** start TEXT EXTRACT **

Private George Johnson, 18859, King's Own Yorkshire Light Infantry, 9th Battalion

George Johnson born Ossett in 1889 or possibly 1890. In 1891, George, the fourth born child of George and Laura (nee Norbury) was living with his parents at Wakefield Road, Ossett. By 1901, George’s father had died and George junior and his three siblings were living with their widowed mother In Alverthorpe. In 1911, George and his brother were living in Wakefield with their stepfather, mother and step siblings. George was aged 21 and a labourer.

George Johnson’s army service record has not survived but it is known that he enlisted at Wakefield and embarked for France on the 11th September 1915. He was posthumously awarded the British and Victory medals and also the 1914/15 Star in recognition of his service overseas before 31st December 1915.

** end TEXT EXTRACT **
** start STORED ROWS **

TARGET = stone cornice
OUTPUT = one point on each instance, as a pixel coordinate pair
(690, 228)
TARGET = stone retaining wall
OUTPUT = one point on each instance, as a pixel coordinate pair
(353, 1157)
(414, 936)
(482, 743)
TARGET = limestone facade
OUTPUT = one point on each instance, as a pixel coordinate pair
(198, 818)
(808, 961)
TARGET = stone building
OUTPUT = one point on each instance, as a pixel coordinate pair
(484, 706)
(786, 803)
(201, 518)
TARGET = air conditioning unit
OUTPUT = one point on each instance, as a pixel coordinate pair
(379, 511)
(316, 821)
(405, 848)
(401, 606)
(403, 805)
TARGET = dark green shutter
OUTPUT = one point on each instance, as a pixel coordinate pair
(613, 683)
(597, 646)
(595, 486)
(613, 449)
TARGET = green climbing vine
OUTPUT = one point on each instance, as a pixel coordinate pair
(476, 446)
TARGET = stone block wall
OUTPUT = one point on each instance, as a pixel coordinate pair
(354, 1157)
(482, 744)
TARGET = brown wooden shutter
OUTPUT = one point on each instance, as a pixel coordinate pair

** end STORED ROWS **

[WHAT NEEDS TO BE DONE]
Please copy out the whole George Johnson passage above, word for word, with its heading and all original spelling and punctuation.

[EXPECTED OUTPUT]
Private George Johnson, 18859, King's Own Yorkshire Light Infantry, 9th Battalion

George Johnson born Ossett in 1889 or possibly 1890. In 1891, George, the fourth born child of George and Laura (nee Norbury) was living with his parents at Wakefield Road, Ossett. By 1901, George’s father had died and George junior and his three siblings were living with their widowed mother In Alverthorpe. In 1911, George and his brother were living in Wakefield with their stepfather, mother and step siblings. George was aged 21 and a labourer.

George Johnson’s army service record has not survived but it is known that he enlisted at Wakefield and embarked for France on the 11th September 1915. He was posthumously awarded the British and Victory medals and also the 1914/15 Star in recognition of his service overseas before 31st December 1915.